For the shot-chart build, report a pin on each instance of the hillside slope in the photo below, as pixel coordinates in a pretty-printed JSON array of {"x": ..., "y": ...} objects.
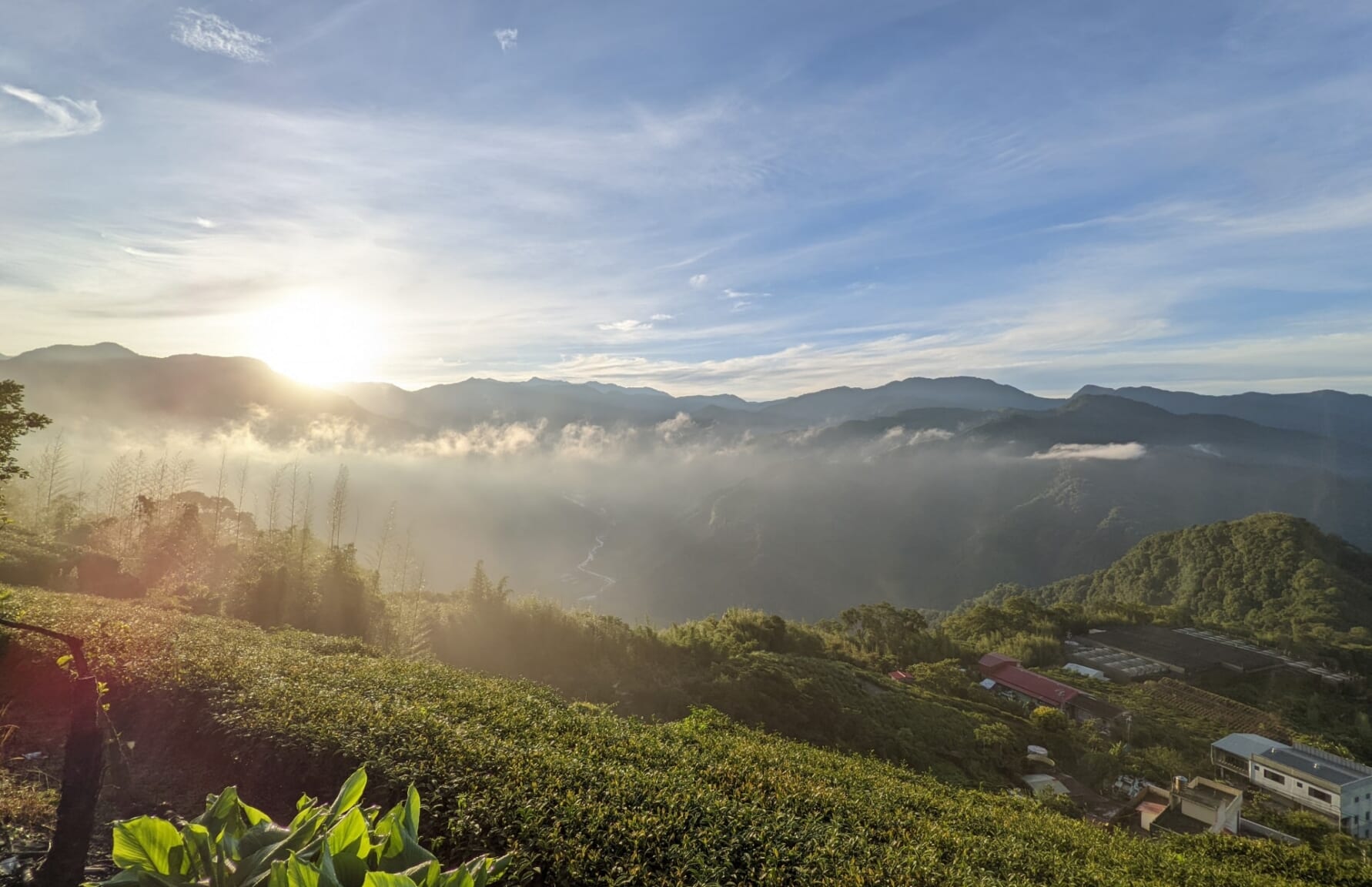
[
  {"x": 585, "y": 797},
  {"x": 1328, "y": 413},
  {"x": 1271, "y": 576}
]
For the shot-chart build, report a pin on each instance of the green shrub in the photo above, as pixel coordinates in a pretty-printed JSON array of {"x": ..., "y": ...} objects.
[{"x": 340, "y": 845}]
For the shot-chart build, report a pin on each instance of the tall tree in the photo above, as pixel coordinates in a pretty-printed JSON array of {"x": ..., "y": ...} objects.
[
  {"x": 383, "y": 544},
  {"x": 14, "y": 423},
  {"x": 338, "y": 507}
]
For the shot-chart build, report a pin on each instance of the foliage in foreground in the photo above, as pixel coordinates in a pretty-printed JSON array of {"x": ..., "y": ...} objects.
[
  {"x": 589, "y": 798},
  {"x": 340, "y": 845}
]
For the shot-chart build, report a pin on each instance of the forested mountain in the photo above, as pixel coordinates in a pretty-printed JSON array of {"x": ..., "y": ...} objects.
[
  {"x": 1270, "y": 576},
  {"x": 582, "y": 795},
  {"x": 119, "y": 389},
  {"x": 1328, "y": 413},
  {"x": 833, "y": 405},
  {"x": 1093, "y": 419},
  {"x": 644, "y": 504},
  {"x": 929, "y": 529},
  {"x": 464, "y": 404}
]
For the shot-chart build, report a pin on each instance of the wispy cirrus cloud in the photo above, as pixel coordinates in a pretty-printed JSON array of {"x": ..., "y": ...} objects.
[
  {"x": 206, "y": 32},
  {"x": 627, "y": 326},
  {"x": 44, "y": 117}
]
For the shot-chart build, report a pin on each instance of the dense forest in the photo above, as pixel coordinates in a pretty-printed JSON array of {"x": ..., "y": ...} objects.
[
  {"x": 578, "y": 794},
  {"x": 147, "y": 569},
  {"x": 1273, "y": 578}
]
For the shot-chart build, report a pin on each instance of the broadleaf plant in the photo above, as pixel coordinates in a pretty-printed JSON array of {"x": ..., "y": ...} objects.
[{"x": 340, "y": 845}]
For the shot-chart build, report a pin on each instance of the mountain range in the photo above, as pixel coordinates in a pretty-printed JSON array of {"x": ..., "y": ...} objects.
[
  {"x": 106, "y": 378},
  {"x": 921, "y": 492}
]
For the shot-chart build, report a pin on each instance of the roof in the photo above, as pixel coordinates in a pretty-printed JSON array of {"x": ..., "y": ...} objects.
[
  {"x": 995, "y": 661},
  {"x": 1176, "y": 822},
  {"x": 1182, "y": 650},
  {"x": 1086, "y": 671},
  {"x": 1316, "y": 765},
  {"x": 1246, "y": 745},
  {"x": 1035, "y": 685},
  {"x": 1098, "y": 709},
  {"x": 1209, "y": 792},
  {"x": 1042, "y": 782}
]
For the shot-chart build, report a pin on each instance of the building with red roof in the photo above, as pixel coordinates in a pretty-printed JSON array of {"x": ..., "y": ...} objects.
[
  {"x": 1005, "y": 673},
  {"x": 1014, "y": 678}
]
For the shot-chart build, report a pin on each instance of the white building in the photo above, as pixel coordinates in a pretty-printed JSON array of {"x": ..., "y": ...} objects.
[{"x": 1334, "y": 787}]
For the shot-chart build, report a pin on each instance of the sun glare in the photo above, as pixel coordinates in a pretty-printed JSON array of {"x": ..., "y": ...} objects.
[{"x": 317, "y": 340}]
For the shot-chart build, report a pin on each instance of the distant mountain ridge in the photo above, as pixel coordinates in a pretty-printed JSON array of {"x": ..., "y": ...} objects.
[
  {"x": 103, "y": 380},
  {"x": 1271, "y": 576},
  {"x": 113, "y": 385},
  {"x": 1327, "y": 413}
]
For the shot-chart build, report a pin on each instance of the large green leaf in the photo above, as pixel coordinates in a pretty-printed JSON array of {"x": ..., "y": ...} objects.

---

Can you copy out all of the data above word for word, leaving the pictures out?

▶ **Written answer**
For the shot-chart build, report a pin on each instance of the hillside slope in the photo below, as pixel coordinates in a pretty-printed JSON array of {"x": ..., "y": ...} objects.
[
  {"x": 585, "y": 797},
  {"x": 1328, "y": 413},
  {"x": 1271, "y": 576}
]
For the shot-chart build, report a pin on each instance of the green shrub in the photo above, as pixel coordinates in a pretty-printed JSON array of {"x": ..., "y": ...} objects.
[{"x": 340, "y": 845}]
For the shot-chart build, report a pin on each instance of the tall tree in the photo above, as pixel coordinates in a pretty-printed JSON array of {"x": ..., "y": ...} objects.
[
  {"x": 383, "y": 544},
  {"x": 14, "y": 423},
  {"x": 338, "y": 507}
]
For the shot-chart build, report a pin on each instance of the foliage in foreground in the photo above, as pixel coordinates in a pretty-printed JSON array of {"x": ..., "y": ...} objects.
[
  {"x": 589, "y": 798},
  {"x": 340, "y": 845}
]
For the shot-chart build, report a pin on each instance of the forested mountain in the photo above, as pixel coordinates in a pretty-printed JSON array of {"x": ..., "y": ...} objects.
[
  {"x": 1270, "y": 576},
  {"x": 582, "y": 795},
  {"x": 119, "y": 389},
  {"x": 1328, "y": 413},
  {"x": 833, "y": 405},
  {"x": 1093, "y": 419},
  {"x": 644, "y": 504},
  {"x": 929, "y": 529},
  {"x": 464, "y": 404}
]
For the shot-chart build, report a pin on each instance of the wispy cirrus cloud in the photo above, as pixel coordinates in a pretty-printed JSON array of {"x": ..., "y": ...} objects.
[
  {"x": 206, "y": 32},
  {"x": 627, "y": 326},
  {"x": 44, "y": 117}
]
For the shot-chart build, report a pin on each instance of the dense forest in the photo above, as pixel coordinates in a pretty-printed JSON array of {"x": ..., "y": ...} objects.
[
  {"x": 578, "y": 794},
  {"x": 147, "y": 569},
  {"x": 1273, "y": 578}
]
For the shot-chart build, report a pin on each instance of the broadleaf plant in the photo above, as pixel coordinates in a pretty-printed JSON array of {"x": ..., "y": ...} objects.
[{"x": 340, "y": 845}]
For the shot-chart build, report a pin on each instance of the mountain range in the photo above, as pixel coordinates in a pretty-printed JSON array of {"x": ..., "y": ...} objects.
[
  {"x": 106, "y": 378},
  {"x": 921, "y": 492}
]
For the shot-chart build, report a pin on each instance of the roof in the photo above, as pixel coordinates in a pretty-printed JSON array of {"x": ..., "y": ...} objects.
[
  {"x": 995, "y": 661},
  {"x": 1176, "y": 822},
  {"x": 1182, "y": 650},
  {"x": 1086, "y": 671},
  {"x": 1316, "y": 765},
  {"x": 1246, "y": 745},
  {"x": 1035, "y": 685},
  {"x": 1098, "y": 709},
  {"x": 1209, "y": 792},
  {"x": 1042, "y": 782}
]
For the shot-chart build, report a pin on each instance of the building with red roof in the photo above, as pixel coordinates in a pretty-printed JSON array of {"x": ..., "y": ...} objects.
[
  {"x": 1005, "y": 673},
  {"x": 1014, "y": 678}
]
For the shot-chart build, report a pin on each instance of the white building in the photo above, as pixel coordinates in a pretty-printed JSON array of {"x": ..., "y": ...} objects.
[{"x": 1334, "y": 787}]
For the shot-chart build, report a pin on each instance of the sun glare in the photo above, as pixel coordinates in a pretty-printed JSON array of {"x": ..., "y": ...} objects.
[{"x": 317, "y": 340}]
For the shot-chart build, report a pin on each instance of the distant mountain ridge in the photo above, as pixel coordinates in a pretty-printed JSON array of {"x": ..., "y": ...} objects.
[
  {"x": 103, "y": 380},
  {"x": 1271, "y": 576},
  {"x": 113, "y": 385},
  {"x": 1327, "y": 413}
]
For the shot-chart build, report a pin on each instance of the large green leaf in the photo above, as pixel coordinates in a pretty-printed JSON array of {"x": ..., "y": ...} objects.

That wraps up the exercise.